-- begin Information shown --

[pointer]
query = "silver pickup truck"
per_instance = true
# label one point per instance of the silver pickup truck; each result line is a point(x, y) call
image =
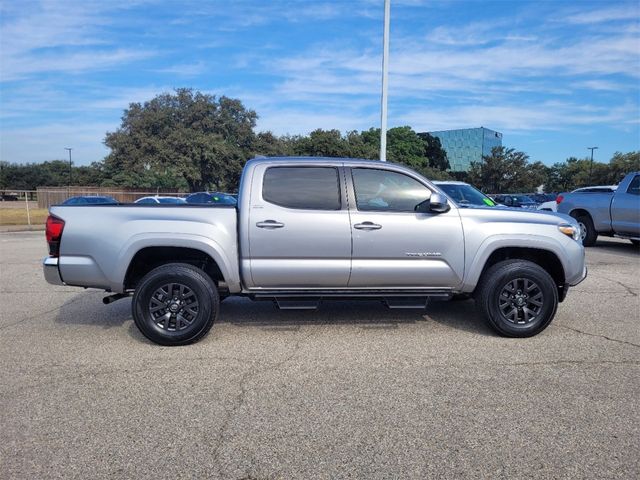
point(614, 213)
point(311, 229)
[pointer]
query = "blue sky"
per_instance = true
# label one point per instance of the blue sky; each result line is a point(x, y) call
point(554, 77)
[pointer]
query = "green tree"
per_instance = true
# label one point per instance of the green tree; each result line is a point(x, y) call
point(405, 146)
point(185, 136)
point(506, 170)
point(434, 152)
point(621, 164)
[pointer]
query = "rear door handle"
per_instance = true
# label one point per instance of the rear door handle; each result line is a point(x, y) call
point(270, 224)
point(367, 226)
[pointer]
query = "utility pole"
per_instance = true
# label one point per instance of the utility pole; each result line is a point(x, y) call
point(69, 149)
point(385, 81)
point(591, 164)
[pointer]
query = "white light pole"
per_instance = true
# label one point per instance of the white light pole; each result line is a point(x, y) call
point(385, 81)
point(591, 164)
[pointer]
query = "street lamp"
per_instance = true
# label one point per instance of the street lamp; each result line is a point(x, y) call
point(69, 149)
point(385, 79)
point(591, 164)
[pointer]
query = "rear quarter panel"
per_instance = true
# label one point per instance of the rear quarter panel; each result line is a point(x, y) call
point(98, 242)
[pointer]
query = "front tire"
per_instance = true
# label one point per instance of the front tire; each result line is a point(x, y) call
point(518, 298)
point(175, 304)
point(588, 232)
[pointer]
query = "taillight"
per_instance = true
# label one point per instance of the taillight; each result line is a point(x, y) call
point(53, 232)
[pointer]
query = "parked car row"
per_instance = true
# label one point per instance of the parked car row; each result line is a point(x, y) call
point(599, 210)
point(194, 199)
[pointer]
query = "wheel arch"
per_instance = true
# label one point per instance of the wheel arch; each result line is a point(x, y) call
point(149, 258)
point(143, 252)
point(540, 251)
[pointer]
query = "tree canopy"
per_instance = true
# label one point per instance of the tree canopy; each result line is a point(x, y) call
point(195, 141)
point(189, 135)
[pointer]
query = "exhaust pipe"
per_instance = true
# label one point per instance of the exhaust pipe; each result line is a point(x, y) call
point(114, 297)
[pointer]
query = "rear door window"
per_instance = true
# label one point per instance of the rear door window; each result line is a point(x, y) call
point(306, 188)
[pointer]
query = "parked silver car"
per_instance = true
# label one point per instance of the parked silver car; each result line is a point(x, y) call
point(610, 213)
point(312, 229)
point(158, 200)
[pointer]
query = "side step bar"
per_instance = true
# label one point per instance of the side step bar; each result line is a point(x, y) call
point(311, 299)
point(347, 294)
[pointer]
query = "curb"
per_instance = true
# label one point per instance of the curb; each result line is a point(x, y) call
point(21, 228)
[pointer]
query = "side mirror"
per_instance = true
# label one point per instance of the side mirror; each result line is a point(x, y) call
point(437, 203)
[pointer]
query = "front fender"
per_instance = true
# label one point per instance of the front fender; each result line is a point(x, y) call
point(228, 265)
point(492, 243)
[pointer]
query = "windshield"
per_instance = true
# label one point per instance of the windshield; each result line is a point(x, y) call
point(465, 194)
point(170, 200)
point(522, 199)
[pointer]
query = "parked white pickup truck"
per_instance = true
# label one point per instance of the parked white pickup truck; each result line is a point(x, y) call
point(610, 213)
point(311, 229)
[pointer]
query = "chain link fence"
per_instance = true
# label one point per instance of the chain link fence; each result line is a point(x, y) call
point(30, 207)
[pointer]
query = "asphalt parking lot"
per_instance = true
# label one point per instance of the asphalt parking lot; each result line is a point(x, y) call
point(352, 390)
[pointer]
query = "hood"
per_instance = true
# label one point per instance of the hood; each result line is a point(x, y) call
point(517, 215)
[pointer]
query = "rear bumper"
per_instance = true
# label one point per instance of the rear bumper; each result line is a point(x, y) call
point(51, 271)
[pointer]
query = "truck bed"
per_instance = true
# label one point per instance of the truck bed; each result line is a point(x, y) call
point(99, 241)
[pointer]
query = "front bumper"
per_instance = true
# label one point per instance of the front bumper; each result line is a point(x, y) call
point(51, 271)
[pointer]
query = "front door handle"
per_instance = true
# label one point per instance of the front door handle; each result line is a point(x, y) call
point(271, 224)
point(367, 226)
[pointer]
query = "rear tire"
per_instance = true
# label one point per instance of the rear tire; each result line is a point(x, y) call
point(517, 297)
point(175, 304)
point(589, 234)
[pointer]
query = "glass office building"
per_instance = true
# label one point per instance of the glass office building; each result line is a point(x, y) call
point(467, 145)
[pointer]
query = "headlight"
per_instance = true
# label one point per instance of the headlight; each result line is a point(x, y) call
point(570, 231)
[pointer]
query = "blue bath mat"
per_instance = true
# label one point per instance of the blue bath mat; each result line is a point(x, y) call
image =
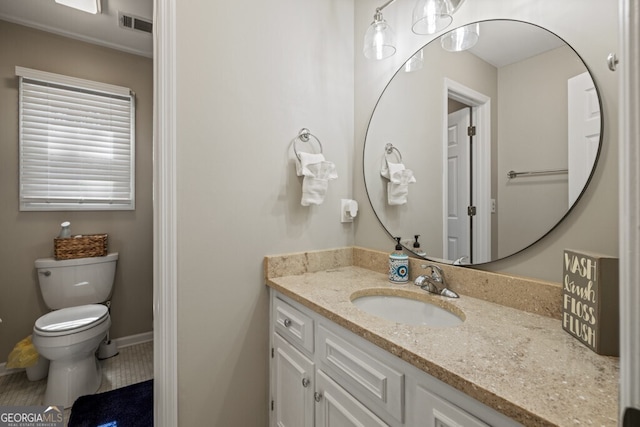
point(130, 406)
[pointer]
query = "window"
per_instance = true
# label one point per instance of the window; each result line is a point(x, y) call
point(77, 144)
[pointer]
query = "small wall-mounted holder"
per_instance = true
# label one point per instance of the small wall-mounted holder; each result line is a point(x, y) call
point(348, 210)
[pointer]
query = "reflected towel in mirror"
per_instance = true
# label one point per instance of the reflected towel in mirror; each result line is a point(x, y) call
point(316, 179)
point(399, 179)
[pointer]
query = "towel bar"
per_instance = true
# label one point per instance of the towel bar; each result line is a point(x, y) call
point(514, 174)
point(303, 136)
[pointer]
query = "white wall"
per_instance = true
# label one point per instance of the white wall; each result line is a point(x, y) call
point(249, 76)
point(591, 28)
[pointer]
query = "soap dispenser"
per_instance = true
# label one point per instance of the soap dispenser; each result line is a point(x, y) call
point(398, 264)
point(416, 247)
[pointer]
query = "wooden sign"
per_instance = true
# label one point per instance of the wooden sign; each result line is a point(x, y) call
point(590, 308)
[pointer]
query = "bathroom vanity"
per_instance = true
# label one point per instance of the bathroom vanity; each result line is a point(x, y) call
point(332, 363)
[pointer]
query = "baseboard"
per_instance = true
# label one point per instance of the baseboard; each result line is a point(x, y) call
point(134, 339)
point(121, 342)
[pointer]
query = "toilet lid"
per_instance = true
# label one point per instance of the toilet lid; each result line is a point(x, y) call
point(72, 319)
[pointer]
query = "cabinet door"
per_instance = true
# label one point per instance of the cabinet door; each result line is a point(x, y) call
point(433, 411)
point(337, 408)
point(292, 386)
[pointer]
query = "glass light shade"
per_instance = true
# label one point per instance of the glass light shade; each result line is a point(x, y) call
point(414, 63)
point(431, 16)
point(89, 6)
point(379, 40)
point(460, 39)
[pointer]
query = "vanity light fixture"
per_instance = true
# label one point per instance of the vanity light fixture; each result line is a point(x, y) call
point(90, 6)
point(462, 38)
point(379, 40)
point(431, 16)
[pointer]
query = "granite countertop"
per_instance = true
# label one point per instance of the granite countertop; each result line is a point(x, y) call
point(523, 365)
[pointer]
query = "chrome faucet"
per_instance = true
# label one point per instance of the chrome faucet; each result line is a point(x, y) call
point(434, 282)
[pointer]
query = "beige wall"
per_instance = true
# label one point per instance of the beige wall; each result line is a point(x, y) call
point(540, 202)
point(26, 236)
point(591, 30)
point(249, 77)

-- end Information shown --

Output every line of the records above unchanged, from the first record to the last, but leave out the pictures.

• [Correct output]:
[pointer]
query = "silver pickup truck"
per_instance = true
# label one point per instance of the silver pickup truck; each result line is a point(x, y) call
image =
point(614, 213)
point(311, 229)
[pointer]
query = "blue sky"
per_instance = true
# label one point per instance of the blue sky; each result line is a point(x, y) call
point(554, 77)
[pointer]
query = "green tree"
per_instance = true
# label one point per instance of the green tree; each result line is a point(x, y) call
point(405, 146)
point(185, 136)
point(506, 170)
point(434, 152)
point(621, 164)
[pointer]
query = "rear door handle"
per_instance = true
# label one point per instance of the rear door handle; each result line is a point(x, y) call
point(270, 224)
point(367, 226)
[pointer]
query = "utility pole"
per_instance = true
# label one point per instance of the utility pole; each result line is a point(x, y) call
point(69, 149)
point(385, 81)
point(591, 164)
[pointer]
query = "white light pole"
per_instance = true
# label one point per instance of the white light pole; each result line is a point(x, y) call
point(385, 81)
point(591, 164)
[pointer]
query = "street lamp"
per_instance = true
# label one point per instance of the street lamp; each result line is a point(x, y) call
point(69, 149)
point(385, 79)
point(591, 164)
[pointer]
query = "rear quarter panel"
per_instance = true
# label one point per instance of the rear quarter panel; each result line is a point(x, y) call
point(98, 242)
[pointer]
query = "front tire"
per_instance = true
# label one point per instance of the front tire; each result line is a point(x, y) call
point(518, 298)
point(175, 304)
point(588, 232)
[pointer]
query = "taillight"
per_instance = true
# label one point per instance of the taillight; each result line is a point(x, y) call
point(53, 232)
[pointer]
query = "parked car row"
per_instance = true
# label one point per instance of the parked car row; each result line is a point(x, y) call
point(599, 210)
point(194, 199)
[pointer]
query = "wheel arch"
per_instance = true
# label one point per instance of the wheel arch; each result line is a point(x, y) call
point(149, 258)
point(143, 252)
point(540, 251)
[pointer]
query = "tree canopy"
per_instance = true
# label one point per instance of the tree canopy; each result line is a point(x, y) call
point(195, 141)
point(189, 135)
[pointer]
query = "exhaust pipe"
per_instance = true
# label one point per instance of the exhaust pipe; each result line is a point(x, y) call
point(114, 297)
[pointer]
query = "rear door window"
per_instance = true
# label one point per instance of the rear door window; each result line is a point(x, y) call
point(306, 188)
[pointer]
query = "parked silver car"
per_instance = true
# label one point per instance of the parked silver car; each result line is a point(x, y) call
point(610, 213)
point(312, 229)
point(158, 200)
[pointer]
query = "side step bar"
per_instance = true
# label one point per instance of the side step bar; each result line is a point(x, y) call
point(311, 299)
point(347, 294)
[pointer]
query = "curb"
per_instance = true
# label one point per instance of the curb; each result line is a point(x, y) call
point(21, 228)
[pointer]
query = "side mirror"
per_instance = true
# label one point per instance of the side mirror; each result line is a point(x, y) call
point(437, 203)
[pointer]
query = "front fender"
per_instance = true
# label one point per instance of the front fender; each result line is a point(x, y) call
point(228, 265)
point(492, 243)
[pointer]
query = "windshield"
per_instance = true
# label one point per instance of the windshield; each result line is a point(x, y) call
point(465, 194)
point(170, 200)
point(522, 199)
[pointer]
query = "parked white pickup truck"
per_instance = true
# label one point per instance of the parked white pickup truck; each result line is a point(x, y) call
point(610, 213)
point(311, 229)
[pointer]
query = "chain link fence"
per_instance = true
# label one point per instance of the chain link fence; each result line is a point(x, y) call
point(30, 207)
[pointer]
query = "asphalt parking lot"
per_instance = true
# label one point per instance of the asphalt parking lot; each result line is a point(x, y) call
point(352, 390)
[pointer]
query = "hood"
per_instance = true
# label one point per instance of the hood; each result line is a point(x, y) call
point(517, 215)
[pointer]
query = "rear bumper"
per_instance = true
# label one point per instance of the rear bumper; each result line is a point(x, y) call
point(51, 271)
[pointer]
query = "truck bed"
per_instance = true
# label one point per instance of the truck bed; each result line is a point(x, y) call
point(99, 241)
[pointer]
query = "front bumper"
per_instance = true
# label one point per instance of the front bumper; each result line is a point(x, y) call
point(51, 271)
[pointer]
query = "front door handle"
per_instance = true
# label one point per instance of the front door handle; each result line is a point(x, y) call
point(271, 224)
point(367, 226)
[pointer]
query = "rear tire"
per_instance = true
# label one point per instance of the rear tire; each result line is a point(x, y) call
point(517, 297)
point(175, 304)
point(589, 234)
[pointer]
query = "glass office building"
per_instance = true
# label one point per instance of the glass office building; each result line is a point(x, y) call
point(467, 145)
[pointer]
query = "headlight"
per_instance = true
# label one point per instance of the headlight; each result line is a point(x, y) call
point(570, 231)
[pointer]
query = "blue bath mat"
per_instance = true
# label one point per instance of the blue bath mat; each result line is a point(x, y) call
image =
point(130, 406)
[pointer]
query = "window"
per_instance = true
# label one point per instance of the window; each result line is a point(x, y) call
point(77, 144)
[pointer]
query = "small wall-mounted holder"
per_instance = true
# label one point per instance of the small wall-mounted holder; each result line is a point(x, y) call
point(348, 210)
[pointer]
query = "reflected towel in mirror"
per_instance = true
# label one point per instance of the reflected towel in mirror; each result line is a point(x, y) call
point(316, 179)
point(399, 179)
[pointer]
query = "towel bar"
per_instance = true
# label one point per instance of the towel bar; each result line is a point(x, y) call
point(514, 174)
point(303, 136)
[pointer]
query = "white wall"
per_instance = true
# label one point per instance of the white wall; each result line is a point(x, y) call
point(249, 76)
point(591, 28)
[pointer]
query = "soap dispenser"
per_instance = true
# label one point per instance of the soap dispenser; each result line is a point(x, y) call
point(398, 264)
point(416, 247)
[pointer]
query = "wooden sign"
per_instance = true
# label one point per instance of the wooden sign; each result line is a point(x, y) call
point(590, 308)
[pointer]
query = "bathroom vanity"
per_instance = true
# label one point per instance of the bathroom vanity; each result line is a point(x, y) call
point(332, 363)
[pointer]
query = "baseboard"
per_instance = true
# label one point per instance of the baseboard; each result line is a point(x, y) call
point(134, 339)
point(121, 342)
[pointer]
query = "toilet lid"
per_instance = true
# label one point per instance of the toilet lid; each result line is a point(x, y) call
point(72, 319)
[pointer]
query = "cabinet door"
per_instance = true
# label one point per instance of the cabinet door; each result line is a point(x, y) call
point(433, 411)
point(337, 408)
point(292, 386)
[pointer]
query = "glass light shade"
per_instance = true
# label one point per instance of the glass light shade; each result line is a point(x, y) call
point(414, 63)
point(431, 16)
point(89, 6)
point(379, 40)
point(460, 39)
[pointer]
query = "vanity light fixture"
per_instance = true
# label one point per instance of the vanity light fixture; each result line is a point(x, y) call
point(90, 6)
point(462, 38)
point(379, 40)
point(431, 16)
[pointer]
query = "granite countertop"
per_instance = true
# label one point per instance of the granite countertop; each result line is a point(x, y) call
point(523, 365)
[pointer]
query = "chrome faucet"
per_instance = true
# label one point per instance of the chrome faucet; each result line is a point(x, y) call
point(434, 282)
[pointer]
query = "beige wall"
per_instance = true
# label one point per instance of the beige wall; each result line is a point(x, y) call
point(540, 202)
point(26, 236)
point(591, 30)
point(249, 77)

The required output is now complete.